**Exercise goal**
Copy out the items below word for word, from the line containing "Medical imaging module: given the scan above, outline the curved" through the line containing "[0,321,48,389]", including both of those lines and nothing else.

************

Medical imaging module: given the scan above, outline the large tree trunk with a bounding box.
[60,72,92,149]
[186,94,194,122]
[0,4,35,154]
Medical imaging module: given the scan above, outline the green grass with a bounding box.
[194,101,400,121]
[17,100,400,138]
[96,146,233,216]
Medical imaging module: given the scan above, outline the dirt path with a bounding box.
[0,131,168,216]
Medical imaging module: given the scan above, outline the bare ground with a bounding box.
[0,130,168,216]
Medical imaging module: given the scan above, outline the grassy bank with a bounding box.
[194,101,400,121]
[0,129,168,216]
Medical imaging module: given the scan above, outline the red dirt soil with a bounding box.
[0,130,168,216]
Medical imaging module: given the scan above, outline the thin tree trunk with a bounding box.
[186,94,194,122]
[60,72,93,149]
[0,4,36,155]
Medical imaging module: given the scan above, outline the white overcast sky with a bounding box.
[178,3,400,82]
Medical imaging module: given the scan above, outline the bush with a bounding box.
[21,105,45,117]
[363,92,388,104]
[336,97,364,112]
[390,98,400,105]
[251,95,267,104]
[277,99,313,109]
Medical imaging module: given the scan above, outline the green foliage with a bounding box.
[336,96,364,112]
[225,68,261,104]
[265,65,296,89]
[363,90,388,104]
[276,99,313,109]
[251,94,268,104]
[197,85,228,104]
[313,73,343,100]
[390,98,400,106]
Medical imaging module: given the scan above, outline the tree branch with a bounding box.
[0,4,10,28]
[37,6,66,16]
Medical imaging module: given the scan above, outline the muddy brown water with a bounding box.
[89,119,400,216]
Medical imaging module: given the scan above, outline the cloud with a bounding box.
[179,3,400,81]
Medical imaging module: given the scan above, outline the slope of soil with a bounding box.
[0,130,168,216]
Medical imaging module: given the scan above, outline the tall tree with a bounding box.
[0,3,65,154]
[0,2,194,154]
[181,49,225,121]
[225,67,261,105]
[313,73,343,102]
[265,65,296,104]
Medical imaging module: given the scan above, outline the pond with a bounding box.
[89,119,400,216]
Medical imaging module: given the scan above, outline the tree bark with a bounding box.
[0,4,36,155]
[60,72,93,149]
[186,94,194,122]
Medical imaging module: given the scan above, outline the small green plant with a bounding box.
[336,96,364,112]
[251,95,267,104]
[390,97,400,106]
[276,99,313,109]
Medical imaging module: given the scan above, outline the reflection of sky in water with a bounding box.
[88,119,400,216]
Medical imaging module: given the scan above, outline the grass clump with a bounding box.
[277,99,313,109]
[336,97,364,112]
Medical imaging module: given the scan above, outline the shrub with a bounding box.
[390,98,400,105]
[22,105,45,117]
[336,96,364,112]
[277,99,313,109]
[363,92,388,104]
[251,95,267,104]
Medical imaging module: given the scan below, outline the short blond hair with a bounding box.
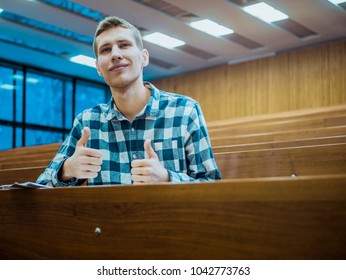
[93,16,143,58]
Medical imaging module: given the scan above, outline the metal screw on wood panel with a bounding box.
[95,227,101,236]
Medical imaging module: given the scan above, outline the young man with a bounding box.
[37,17,221,186]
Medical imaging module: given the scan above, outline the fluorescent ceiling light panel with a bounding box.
[190,19,234,37]
[328,0,346,5]
[70,54,96,68]
[243,2,288,23]
[143,32,185,49]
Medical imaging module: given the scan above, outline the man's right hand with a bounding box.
[59,127,102,182]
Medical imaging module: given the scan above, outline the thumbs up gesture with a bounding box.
[131,139,169,184]
[59,127,102,181]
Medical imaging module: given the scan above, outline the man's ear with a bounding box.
[95,59,103,77]
[142,49,149,68]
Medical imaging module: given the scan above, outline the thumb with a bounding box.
[76,126,90,147]
[144,139,158,159]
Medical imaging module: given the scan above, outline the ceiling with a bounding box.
[0,0,346,82]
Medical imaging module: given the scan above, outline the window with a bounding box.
[0,61,110,150]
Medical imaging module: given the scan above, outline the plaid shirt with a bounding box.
[37,83,221,186]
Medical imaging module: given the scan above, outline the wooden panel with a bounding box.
[213,136,346,153]
[214,143,346,179]
[210,126,346,147]
[0,176,346,260]
[0,166,47,185]
[153,41,346,121]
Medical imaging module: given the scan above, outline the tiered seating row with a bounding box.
[0,105,346,185]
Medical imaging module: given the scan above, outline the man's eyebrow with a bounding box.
[99,39,133,49]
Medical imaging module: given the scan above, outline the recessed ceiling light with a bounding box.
[243,2,288,23]
[328,0,346,5]
[143,32,185,49]
[190,19,234,37]
[70,54,96,68]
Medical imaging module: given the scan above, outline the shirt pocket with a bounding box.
[153,139,184,172]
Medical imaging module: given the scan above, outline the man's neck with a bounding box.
[111,80,150,121]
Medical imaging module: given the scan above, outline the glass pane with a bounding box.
[0,125,13,150]
[25,129,63,146]
[14,71,23,122]
[0,67,15,121]
[64,82,73,129]
[75,82,106,116]
[16,128,23,148]
[26,73,63,127]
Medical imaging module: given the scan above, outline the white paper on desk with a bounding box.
[1,182,53,189]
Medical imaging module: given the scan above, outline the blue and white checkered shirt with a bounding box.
[37,83,221,186]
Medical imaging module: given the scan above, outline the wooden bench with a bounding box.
[207,105,346,130]
[214,143,346,179]
[208,115,346,139]
[0,166,47,185]
[210,125,346,147]
[0,176,346,260]
[213,135,346,153]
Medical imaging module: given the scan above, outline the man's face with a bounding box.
[96,26,149,88]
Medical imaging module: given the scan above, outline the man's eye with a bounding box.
[101,48,110,53]
[120,43,130,48]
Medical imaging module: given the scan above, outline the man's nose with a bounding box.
[112,47,123,60]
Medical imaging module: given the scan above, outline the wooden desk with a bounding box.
[0,175,346,260]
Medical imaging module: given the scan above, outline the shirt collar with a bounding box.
[101,82,160,121]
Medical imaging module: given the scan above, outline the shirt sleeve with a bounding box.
[36,117,85,187]
[168,103,221,182]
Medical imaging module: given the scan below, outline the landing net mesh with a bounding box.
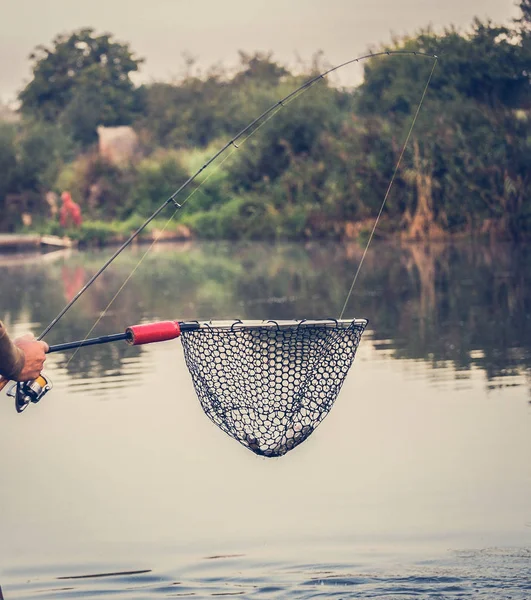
[181,319,367,457]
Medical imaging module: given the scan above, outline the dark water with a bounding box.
[0,244,531,600]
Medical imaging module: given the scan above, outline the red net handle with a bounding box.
[125,321,181,346]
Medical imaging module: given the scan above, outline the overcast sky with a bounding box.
[0,0,518,102]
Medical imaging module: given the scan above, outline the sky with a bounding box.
[0,0,519,103]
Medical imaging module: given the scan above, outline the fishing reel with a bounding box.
[7,373,53,413]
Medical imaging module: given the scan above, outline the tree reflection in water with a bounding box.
[0,242,531,392]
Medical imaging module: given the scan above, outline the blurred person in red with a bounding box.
[59,192,82,227]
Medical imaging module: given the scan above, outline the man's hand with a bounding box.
[13,333,48,381]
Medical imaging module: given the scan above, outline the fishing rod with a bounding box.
[37,50,438,340]
[7,319,366,412]
[0,50,438,420]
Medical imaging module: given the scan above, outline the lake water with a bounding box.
[0,243,531,600]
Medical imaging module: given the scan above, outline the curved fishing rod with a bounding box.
[37,50,438,340]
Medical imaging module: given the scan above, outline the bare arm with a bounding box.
[0,321,48,389]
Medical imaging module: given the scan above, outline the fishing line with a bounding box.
[62,102,302,368]
[37,50,437,340]
[339,56,439,319]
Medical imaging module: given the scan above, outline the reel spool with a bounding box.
[7,373,53,413]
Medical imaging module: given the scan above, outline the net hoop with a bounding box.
[181,319,368,457]
[180,318,369,331]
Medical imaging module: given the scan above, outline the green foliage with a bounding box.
[19,28,142,145]
[129,152,188,216]
[0,8,531,239]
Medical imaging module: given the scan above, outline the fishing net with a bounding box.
[181,319,367,457]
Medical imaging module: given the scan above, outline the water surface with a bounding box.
[0,243,531,600]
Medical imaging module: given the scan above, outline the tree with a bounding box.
[19,28,142,144]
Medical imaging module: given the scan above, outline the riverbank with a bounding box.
[0,233,77,252]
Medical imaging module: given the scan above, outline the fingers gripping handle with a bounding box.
[125,321,181,346]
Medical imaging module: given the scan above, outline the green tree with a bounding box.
[19,28,142,144]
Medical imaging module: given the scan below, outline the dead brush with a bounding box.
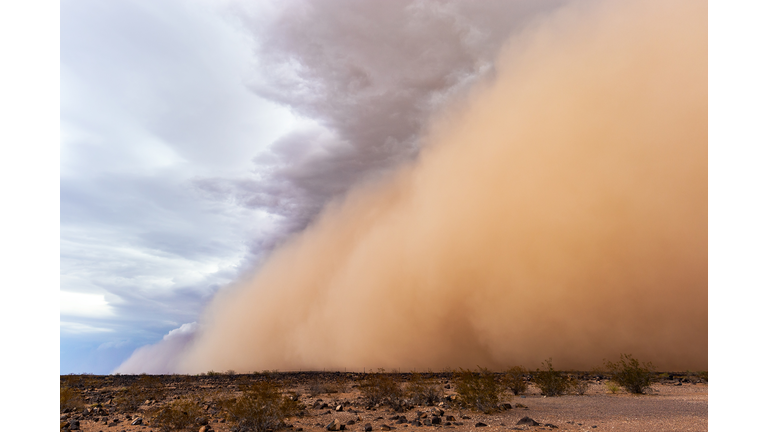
[115,375,166,412]
[405,372,444,406]
[359,369,405,411]
[454,367,504,414]
[150,399,203,432]
[221,381,304,432]
[503,366,528,396]
[533,358,571,396]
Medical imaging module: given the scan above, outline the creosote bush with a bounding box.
[115,375,166,411]
[359,369,405,411]
[221,381,303,432]
[150,399,202,432]
[504,366,528,396]
[533,358,571,396]
[454,367,504,414]
[59,386,85,411]
[405,372,443,406]
[605,354,655,394]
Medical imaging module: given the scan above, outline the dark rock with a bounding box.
[515,416,541,426]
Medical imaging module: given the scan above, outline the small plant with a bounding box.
[150,399,202,432]
[605,354,655,394]
[359,369,405,410]
[568,377,589,396]
[115,375,165,412]
[456,367,504,414]
[533,358,570,396]
[222,381,303,432]
[59,386,85,411]
[504,366,528,396]
[405,372,443,406]
[605,381,620,394]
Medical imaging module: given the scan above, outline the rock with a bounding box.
[515,416,541,426]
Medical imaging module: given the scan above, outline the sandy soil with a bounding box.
[60,373,708,432]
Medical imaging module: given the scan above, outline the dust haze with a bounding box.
[140,1,707,373]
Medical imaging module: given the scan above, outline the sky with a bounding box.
[59,0,564,373]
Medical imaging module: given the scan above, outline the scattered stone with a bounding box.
[515,416,541,426]
[325,419,341,431]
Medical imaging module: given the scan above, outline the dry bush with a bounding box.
[115,375,166,412]
[59,386,85,411]
[359,369,405,410]
[504,366,528,396]
[605,354,655,394]
[150,399,202,432]
[454,367,504,414]
[405,372,443,406]
[569,377,589,396]
[533,358,570,396]
[221,381,304,432]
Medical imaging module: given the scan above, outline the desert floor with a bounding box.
[60,372,708,432]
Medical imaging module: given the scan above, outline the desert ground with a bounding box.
[60,372,708,432]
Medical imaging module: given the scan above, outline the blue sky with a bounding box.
[59,0,564,373]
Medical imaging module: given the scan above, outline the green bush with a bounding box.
[405,372,443,406]
[455,367,504,414]
[533,358,571,396]
[605,354,655,394]
[150,399,202,432]
[222,381,303,432]
[359,369,405,410]
[59,386,85,411]
[504,366,528,396]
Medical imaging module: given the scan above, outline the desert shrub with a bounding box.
[504,366,528,395]
[59,386,85,411]
[605,354,655,394]
[455,367,504,413]
[221,381,303,432]
[568,377,589,396]
[405,372,443,406]
[533,358,571,396]
[359,369,405,410]
[115,375,166,411]
[150,399,202,432]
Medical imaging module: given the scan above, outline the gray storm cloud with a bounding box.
[115,1,707,372]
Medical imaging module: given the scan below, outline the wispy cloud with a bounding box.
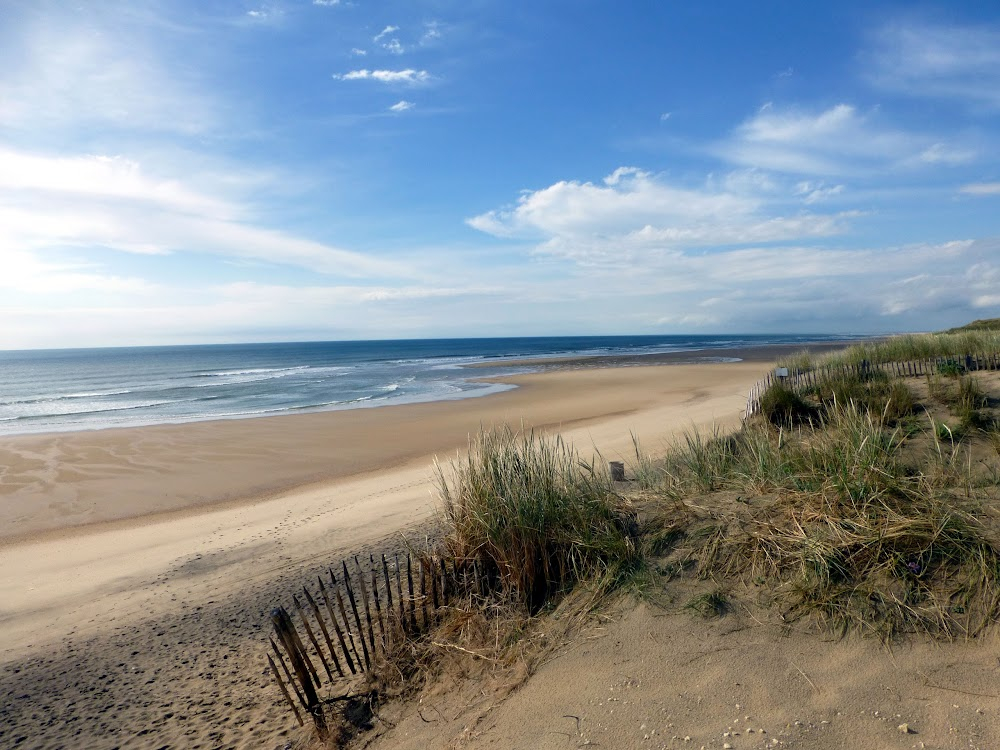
[959,182,1000,195]
[468,167,853,264]
[0,150,407,277]
[795,181,844,205]
[420,21,444,46]
[715,104,975,175]
[0,9,218,138]
[333,68,431,85]
[869,22,1000,108]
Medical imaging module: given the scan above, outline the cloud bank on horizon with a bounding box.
[0,0,1000,348]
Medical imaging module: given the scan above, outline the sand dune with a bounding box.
[0,362,765,748]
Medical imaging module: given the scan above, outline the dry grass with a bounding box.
[645,358,1000,639]
[438,427,641,613]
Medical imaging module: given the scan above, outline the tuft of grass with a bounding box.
[760,384,816,427]
[780,334,1000,370]
[438,427,642,612]
[684,589,729,618]
[640,376,1000,639]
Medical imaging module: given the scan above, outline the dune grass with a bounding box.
[646,358,1000,639]
[778,327,1000,371]
[438,427,641,612]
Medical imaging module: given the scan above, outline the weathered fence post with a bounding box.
[271,607,327,737]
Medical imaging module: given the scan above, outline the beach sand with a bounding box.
[0,352,1000,750]
[0,362,767,748]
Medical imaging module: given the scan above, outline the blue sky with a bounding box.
[0,0,1000,348]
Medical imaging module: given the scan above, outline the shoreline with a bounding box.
[0,342,847,547]
[0,337,868,440]
[0,350,852,750]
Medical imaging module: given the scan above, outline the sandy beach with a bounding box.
[0,362,766,748]
[7,352,1000,750]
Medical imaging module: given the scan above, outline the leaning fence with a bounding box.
[743,353,1000,419]
[267,553,487,735]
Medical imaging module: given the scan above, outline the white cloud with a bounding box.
[959,182,1000,195]
[0,253,156,296]
[333,68,431,84]
[869,23,1000,108]
[715,104,975,176]
[468,167,854,265]
[0,149,239,219]
[0,151,407,277]
[0,13,211,137]
[420,21,444,46]
[795,181,844,205]
[917,143,976,165]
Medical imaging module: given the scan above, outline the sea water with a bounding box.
[0,335,850,435]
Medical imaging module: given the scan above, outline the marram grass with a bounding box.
[647,374,1000,638]
[438,427,641,611]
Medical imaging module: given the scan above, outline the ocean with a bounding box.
[0,335,852,435]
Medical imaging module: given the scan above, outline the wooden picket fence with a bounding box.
[743,353,1000,419]
[267,553,470,735]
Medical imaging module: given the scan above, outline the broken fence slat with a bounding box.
[302,586,344,680]
[292,595,333,685]
[316,576,358,674]
[340,560,372,671]
[265,654,305,727]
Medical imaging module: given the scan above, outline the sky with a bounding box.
[0,0,1000,349]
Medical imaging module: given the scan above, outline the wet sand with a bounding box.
[0,354,767,748]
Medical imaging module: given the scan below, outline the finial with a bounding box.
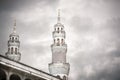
[58,9,60,23]
[13,19,16,33]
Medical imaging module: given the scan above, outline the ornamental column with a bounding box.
[49,10,70,80]
[5,20,21,61]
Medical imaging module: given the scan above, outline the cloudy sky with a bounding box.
[0,0,120,80]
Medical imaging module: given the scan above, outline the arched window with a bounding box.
[8,48,10,52]
[61,39,64,44]
[12,37,14,42]
[54,39,55,43]
[25,78,31,80]
[15,48,17,54]
[57,39,60,46]
[11,47,13,54]
[0,69,6,80]
[61,28,63,31]
[10,74,21,80]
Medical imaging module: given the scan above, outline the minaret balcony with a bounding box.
[8,41,20,46]
[53,31,65,38]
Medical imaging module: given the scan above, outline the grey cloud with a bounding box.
[0,0,57,12]
[72,18,120,80]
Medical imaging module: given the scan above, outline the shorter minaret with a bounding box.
[5,20,21,61]
[49,10,70,80]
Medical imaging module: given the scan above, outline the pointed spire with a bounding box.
[58,9,60,23]
[13,19,16,33]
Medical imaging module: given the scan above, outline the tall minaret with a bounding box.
[49,10,70,80]
[6,20,21,61]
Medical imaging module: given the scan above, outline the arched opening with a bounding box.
[61,28,63,31]
[10,74,21,80]
[0,69,6,80]
[54,39,55,43]
[57,39,60,46]
[61,39,64,44]
[15,48,17,54]
[63,76,67,80]
[12,37,14,42]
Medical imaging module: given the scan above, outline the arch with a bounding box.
[58,28,59,31]
[11,47,13,54]
[10,74,21,80]
[25,78,31,80]
[61,39,64,44]
[0,69,6,80]
[12,37,14,42]
[54,39,55,43]
[15,48,17,54]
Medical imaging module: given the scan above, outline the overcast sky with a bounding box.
[0,0,120,80]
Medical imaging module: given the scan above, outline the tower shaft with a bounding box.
[49,11,70,79]
[6,21,21,61]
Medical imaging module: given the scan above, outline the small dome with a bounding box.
[10,32,19,37]
[55,23,64,27]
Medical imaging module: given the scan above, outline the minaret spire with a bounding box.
[58,9,60,23]
[6,20,21,61]
[13,19,16,33]
[49,9,70,80]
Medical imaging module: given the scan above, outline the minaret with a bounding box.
[49,10,70,80]
[6,20,21,61]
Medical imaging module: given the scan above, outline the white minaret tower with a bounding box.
[49,10,70,80]
[6,20,21,61]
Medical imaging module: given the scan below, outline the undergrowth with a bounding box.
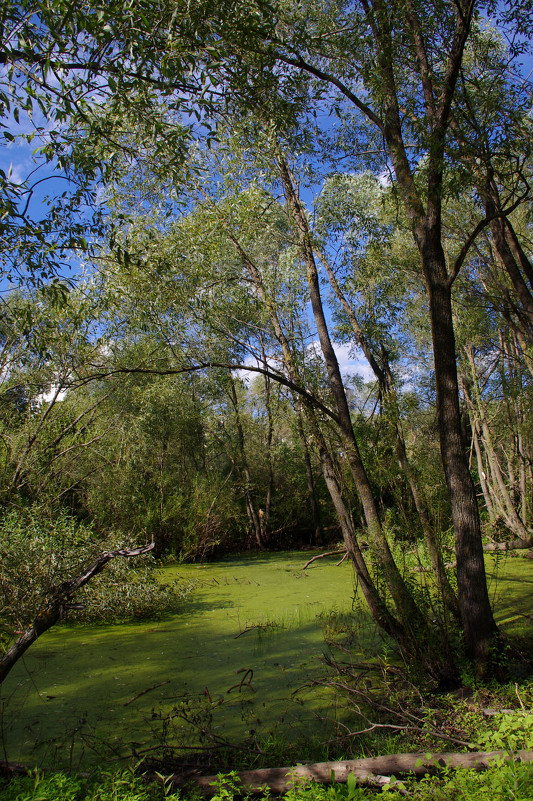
[0,761,533,801]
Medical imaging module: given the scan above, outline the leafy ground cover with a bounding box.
[0,763,533,801]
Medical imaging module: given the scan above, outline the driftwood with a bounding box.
[0,542,154,684]
[167,751,533,795]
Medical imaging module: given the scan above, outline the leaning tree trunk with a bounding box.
[422,253,498,670]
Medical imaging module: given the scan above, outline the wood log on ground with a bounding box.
[167,751,533,796]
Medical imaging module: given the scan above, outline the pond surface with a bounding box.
[2,553,362,767]
[0,552,533,769]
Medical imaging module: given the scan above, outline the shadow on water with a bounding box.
[0,553,532,768]
[2,554,364,767]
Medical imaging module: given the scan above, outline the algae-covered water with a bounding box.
[0,553,533,768]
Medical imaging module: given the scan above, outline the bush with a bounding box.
[0,508,195,646]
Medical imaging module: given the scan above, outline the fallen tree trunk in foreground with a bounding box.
[167,751,533,795]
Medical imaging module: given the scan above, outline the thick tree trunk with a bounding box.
[317,251,460,622]
[229,375,264,550]
[422,256,498,670]
[278,153,427,642]
[296,404,324,545]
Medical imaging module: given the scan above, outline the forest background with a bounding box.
[0,0,533,700]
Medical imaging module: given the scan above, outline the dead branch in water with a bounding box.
[302,548,348,570]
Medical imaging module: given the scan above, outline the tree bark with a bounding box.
[422,264,498,672]
[169,751,533,796]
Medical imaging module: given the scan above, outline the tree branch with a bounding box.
[0,542,154,684]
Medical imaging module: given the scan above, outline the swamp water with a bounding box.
[0,553,367,768]
[0,552,533,769]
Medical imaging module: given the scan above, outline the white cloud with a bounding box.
[333,342,374,381]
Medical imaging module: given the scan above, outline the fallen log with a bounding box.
[166,751,533,796]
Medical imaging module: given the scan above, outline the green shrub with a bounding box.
[0,508,192,646]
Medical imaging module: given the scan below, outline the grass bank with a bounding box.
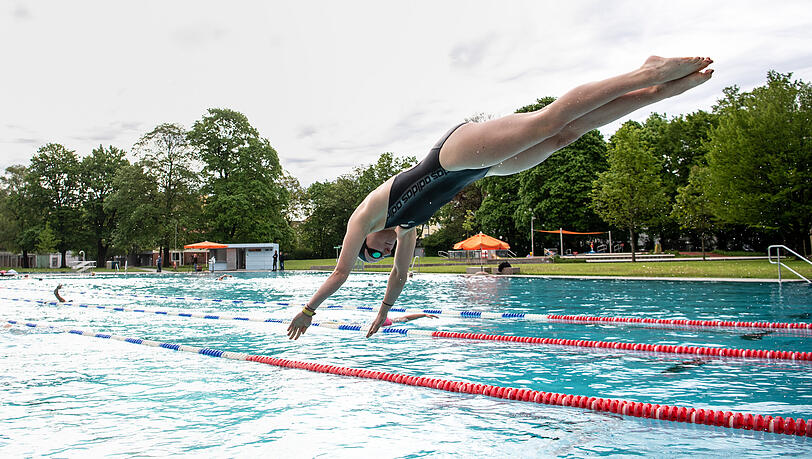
[285,257,812,279]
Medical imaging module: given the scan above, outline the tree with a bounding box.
[79,145,129,264]
[708,71,812,252]
[103,162,165,260]
[302,153,416,257]
[135,123,200,266]
[26,143,82,268]
[36,223,59,254]
[671,166,713,260]
[591,122,667,261]
[476,175,530,252]
[0,165,41,268]
[188,108,293,246]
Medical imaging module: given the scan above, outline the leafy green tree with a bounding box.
[135,123,200,266]
[671,166,713,260]
[26,143,82,268]
[591,122,667,261]
[643,110,717,252]
[643,110,718,197]
[0,165,41,268]
[476,175,530,252]
[188,108,293,246]
[301,153,416,257]
[36,223,59,254]
[79,145,129,265]
[103,162,165,254]
[708,71,812,252]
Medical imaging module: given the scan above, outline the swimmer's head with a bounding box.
[358,230,397,263]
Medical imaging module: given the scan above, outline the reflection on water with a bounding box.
[0,273,812,457]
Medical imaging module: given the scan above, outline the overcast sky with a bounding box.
[0,0,812,185]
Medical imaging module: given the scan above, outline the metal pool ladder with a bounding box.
[767,245,812,284]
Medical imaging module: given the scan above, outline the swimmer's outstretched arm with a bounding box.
[54,284,65,303]
[367,228,417,338]
[287,214,369,339]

************

**Solution to this task**
Medical imaging module: given the scan above, outline the curved fishing rod with a bounding box.
[37,50,438,340]
Medical imaging module: given the scan above, outline the bare arm with a bounding box.
[0,321,48,389]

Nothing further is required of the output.